→ Required action: What lines in the listing include "floor"? Return a copy of each.

→ Data for review:
"""

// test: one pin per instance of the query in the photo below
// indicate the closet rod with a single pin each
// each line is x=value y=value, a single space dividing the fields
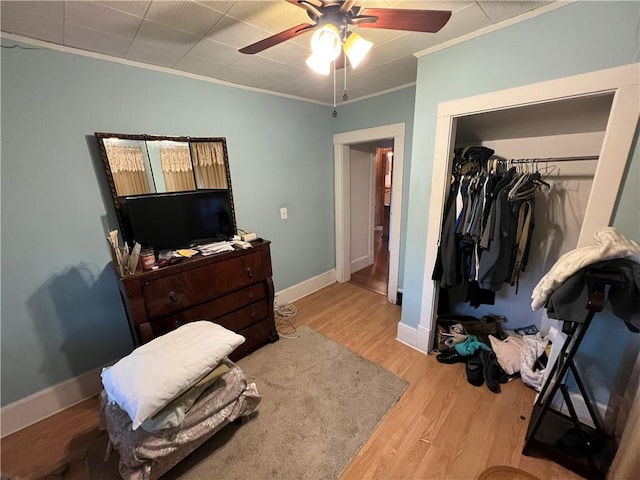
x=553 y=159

"""
"""

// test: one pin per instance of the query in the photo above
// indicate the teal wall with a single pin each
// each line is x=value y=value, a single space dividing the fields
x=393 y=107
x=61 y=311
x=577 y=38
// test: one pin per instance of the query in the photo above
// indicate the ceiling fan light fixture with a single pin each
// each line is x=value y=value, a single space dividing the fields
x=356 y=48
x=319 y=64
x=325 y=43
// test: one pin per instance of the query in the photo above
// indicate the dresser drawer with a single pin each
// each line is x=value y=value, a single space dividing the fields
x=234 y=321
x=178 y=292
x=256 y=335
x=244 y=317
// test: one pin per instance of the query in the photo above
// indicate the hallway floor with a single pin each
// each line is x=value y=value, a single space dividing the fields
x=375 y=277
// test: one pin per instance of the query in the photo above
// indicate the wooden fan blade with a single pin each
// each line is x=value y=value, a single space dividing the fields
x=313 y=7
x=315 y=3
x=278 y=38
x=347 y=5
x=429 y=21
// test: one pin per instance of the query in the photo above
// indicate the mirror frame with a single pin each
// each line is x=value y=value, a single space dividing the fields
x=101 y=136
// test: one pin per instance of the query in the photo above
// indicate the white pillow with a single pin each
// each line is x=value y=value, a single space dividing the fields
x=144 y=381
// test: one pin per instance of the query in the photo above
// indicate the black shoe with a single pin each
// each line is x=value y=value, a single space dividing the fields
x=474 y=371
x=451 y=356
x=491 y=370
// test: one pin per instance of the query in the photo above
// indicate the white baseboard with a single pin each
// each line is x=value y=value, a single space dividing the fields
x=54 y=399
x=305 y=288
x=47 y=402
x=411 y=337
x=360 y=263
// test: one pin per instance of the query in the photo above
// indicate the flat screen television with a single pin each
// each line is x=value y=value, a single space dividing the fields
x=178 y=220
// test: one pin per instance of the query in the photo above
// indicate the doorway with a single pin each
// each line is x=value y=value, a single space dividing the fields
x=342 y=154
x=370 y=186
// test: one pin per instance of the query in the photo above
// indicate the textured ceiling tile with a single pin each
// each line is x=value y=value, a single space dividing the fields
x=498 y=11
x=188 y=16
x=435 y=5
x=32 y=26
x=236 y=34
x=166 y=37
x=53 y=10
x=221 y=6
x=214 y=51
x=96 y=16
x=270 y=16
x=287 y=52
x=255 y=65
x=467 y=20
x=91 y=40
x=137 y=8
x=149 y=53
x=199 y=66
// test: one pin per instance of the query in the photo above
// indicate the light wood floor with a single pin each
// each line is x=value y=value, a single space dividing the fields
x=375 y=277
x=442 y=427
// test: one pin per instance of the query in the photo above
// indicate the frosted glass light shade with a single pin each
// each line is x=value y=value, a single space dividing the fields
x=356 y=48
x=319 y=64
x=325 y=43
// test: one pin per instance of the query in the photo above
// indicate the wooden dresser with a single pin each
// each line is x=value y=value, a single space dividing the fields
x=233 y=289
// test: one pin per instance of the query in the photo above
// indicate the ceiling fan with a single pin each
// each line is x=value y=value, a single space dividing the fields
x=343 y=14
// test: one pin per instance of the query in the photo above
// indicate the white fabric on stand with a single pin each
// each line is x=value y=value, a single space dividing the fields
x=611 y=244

"""

→ Solution:
// indicate the hallway floor with a single pin each
// indicate the light wood floor with a single pin each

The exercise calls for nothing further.